• _PROBLEM_
Among the entries, find each line that includes the string "child" and list it.

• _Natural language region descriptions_

┌──

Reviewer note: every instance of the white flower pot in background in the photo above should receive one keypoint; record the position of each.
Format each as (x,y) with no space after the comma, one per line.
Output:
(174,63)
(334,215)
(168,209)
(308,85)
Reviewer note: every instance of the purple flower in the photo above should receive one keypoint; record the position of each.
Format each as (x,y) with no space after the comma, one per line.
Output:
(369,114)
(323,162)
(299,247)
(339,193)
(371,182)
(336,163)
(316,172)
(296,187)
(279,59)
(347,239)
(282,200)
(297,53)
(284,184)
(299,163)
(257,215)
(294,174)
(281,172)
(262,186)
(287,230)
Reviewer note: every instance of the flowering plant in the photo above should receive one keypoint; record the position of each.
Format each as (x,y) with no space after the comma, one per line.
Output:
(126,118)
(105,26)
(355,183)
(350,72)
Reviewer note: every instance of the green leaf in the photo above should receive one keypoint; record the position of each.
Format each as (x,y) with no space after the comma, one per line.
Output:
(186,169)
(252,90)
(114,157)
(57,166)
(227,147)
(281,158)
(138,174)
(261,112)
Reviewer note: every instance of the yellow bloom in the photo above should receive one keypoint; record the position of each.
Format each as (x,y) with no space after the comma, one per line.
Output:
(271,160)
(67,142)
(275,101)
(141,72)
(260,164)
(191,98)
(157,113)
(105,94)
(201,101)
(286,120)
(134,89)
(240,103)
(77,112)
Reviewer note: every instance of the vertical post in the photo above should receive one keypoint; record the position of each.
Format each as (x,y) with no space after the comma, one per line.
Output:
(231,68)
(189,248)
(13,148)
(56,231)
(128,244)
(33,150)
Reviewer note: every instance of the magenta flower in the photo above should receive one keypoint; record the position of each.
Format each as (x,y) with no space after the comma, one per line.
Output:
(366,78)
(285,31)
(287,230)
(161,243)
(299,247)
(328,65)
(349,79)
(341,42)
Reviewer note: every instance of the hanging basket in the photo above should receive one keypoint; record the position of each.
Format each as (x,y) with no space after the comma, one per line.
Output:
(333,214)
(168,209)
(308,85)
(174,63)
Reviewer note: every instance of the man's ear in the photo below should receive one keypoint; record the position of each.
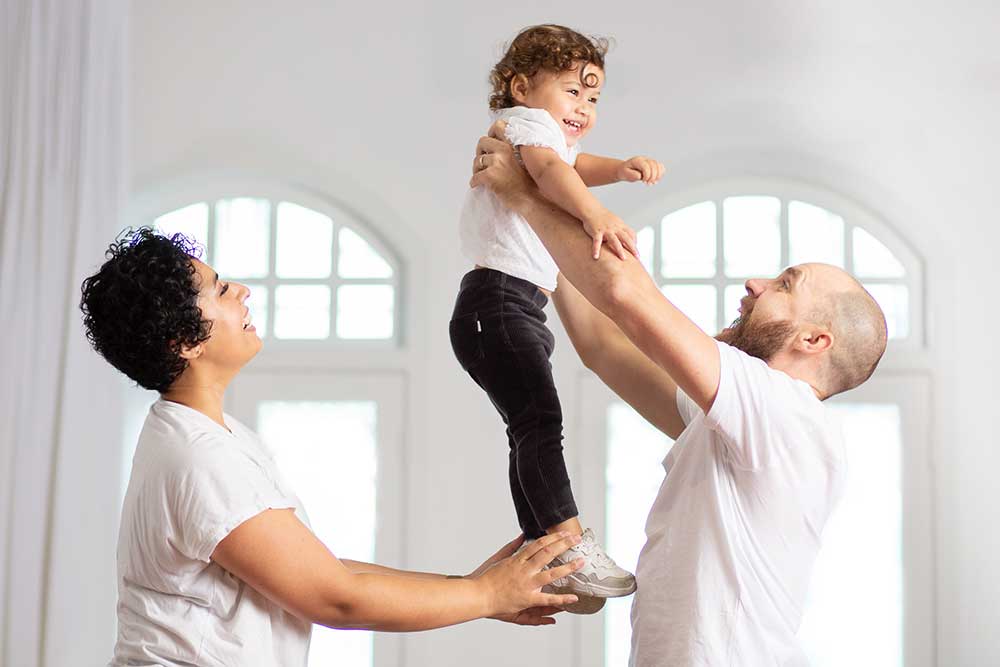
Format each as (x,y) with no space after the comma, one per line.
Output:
(814,341)
(519,87)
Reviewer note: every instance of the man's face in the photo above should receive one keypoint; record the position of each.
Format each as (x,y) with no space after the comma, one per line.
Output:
(769,313)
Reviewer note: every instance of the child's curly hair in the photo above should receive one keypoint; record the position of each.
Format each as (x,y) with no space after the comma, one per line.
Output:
(552,47)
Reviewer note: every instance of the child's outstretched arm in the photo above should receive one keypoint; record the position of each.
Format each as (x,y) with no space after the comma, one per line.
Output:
(596,170)
(562,185)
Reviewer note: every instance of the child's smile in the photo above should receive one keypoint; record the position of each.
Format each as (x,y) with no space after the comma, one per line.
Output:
(570,97)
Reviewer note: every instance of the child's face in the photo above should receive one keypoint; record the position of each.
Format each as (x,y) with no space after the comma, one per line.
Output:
(570,97)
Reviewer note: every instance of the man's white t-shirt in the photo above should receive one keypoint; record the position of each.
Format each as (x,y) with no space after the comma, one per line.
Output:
(192,483)
(496,237)
(735,529)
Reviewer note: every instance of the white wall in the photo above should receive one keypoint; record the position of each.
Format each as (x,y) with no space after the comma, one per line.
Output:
(892,107)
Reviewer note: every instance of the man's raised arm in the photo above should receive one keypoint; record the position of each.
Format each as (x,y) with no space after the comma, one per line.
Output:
(619,288)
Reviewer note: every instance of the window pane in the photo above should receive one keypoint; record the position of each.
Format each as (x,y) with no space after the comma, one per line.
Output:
(645,239)
(257,303)
(731,305)
(304,243)
(697,302)
(688,242)
(357,259)
(191,221)
(302,311)
(861,557)
(872,259)
(327,453)
(752,236)
(895,303)
(242,237)
(635,453)
(814,235)
(365,311)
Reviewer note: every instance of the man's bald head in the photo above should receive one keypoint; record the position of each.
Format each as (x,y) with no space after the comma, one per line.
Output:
(858,327)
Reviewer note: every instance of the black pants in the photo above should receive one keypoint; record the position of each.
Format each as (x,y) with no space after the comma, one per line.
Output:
(499,336)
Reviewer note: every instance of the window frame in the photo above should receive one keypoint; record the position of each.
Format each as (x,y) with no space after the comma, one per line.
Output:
(147,207)
(853,215)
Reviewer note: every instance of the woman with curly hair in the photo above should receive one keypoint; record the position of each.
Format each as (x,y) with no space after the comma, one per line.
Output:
(216,562)
(546,88)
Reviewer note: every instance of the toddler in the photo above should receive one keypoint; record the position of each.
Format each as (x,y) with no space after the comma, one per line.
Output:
(546,87)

└──

• _COMPLETED TASK_
Reviewer note: every instance of the child's curly hair in the photo above should receive one keypoint; record the position of each.
Reviewer note: every instance of the child's outstretched arm in the photo above should receive one keypoint; record the position of each.
Reviewer note: every instance of the child's smile in the photo above should receive one keypoint; record the position of each.
Reviewer note: every instance of the child's face in the photo above should receive one keypoint; record the position of each.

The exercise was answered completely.